Stored dataset items
################

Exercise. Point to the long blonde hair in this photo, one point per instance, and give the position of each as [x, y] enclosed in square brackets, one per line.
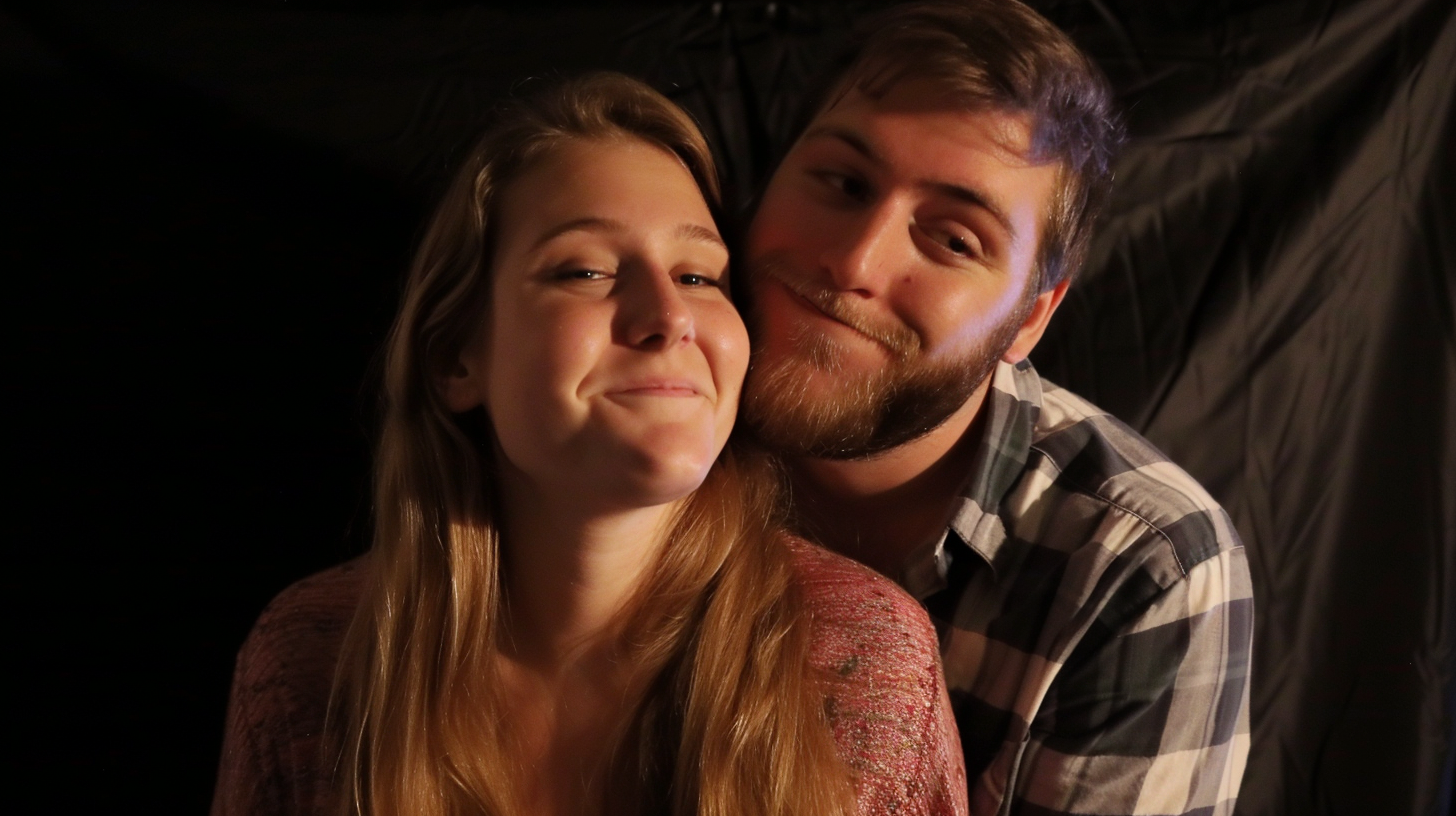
[734, 719]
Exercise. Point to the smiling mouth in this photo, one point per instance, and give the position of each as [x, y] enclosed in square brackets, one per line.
[664, 388]
[900, 344]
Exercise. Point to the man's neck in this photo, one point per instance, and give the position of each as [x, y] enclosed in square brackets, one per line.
[880, 510]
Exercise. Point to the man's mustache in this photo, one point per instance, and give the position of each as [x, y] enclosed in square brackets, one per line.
[896, 337]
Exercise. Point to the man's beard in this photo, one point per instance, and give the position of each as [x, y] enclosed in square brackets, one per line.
[862, 413]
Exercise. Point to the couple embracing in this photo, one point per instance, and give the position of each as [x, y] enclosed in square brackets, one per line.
[915, 579]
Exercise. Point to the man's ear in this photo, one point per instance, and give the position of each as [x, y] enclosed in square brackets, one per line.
[460, 386]
[1035, 322]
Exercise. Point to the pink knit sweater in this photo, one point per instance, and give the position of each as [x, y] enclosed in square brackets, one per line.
[890, 711]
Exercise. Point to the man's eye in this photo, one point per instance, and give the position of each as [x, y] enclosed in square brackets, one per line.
[957, 242]
[849, 187]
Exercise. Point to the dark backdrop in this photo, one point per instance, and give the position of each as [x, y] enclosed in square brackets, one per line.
[207, 207]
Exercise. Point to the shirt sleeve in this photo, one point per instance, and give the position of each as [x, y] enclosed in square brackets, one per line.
[1149, 713]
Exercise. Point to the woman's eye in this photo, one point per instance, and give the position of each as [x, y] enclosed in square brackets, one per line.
[581, 274]
[692, 279]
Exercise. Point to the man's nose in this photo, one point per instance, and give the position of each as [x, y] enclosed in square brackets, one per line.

################

#### What you need to do
Copy out everything in the records from the line containing "Exercise. Point to the shirt" down to the line containing "[1149, 713]", including both of those lines, reproducing each line unchanged.

#### Exercise result
Exercise. Point to the shirt sleeve in this photo, one point per instance, and give the position of each as [x, y] enclosed in square brackets, one per line.
[1149, 713]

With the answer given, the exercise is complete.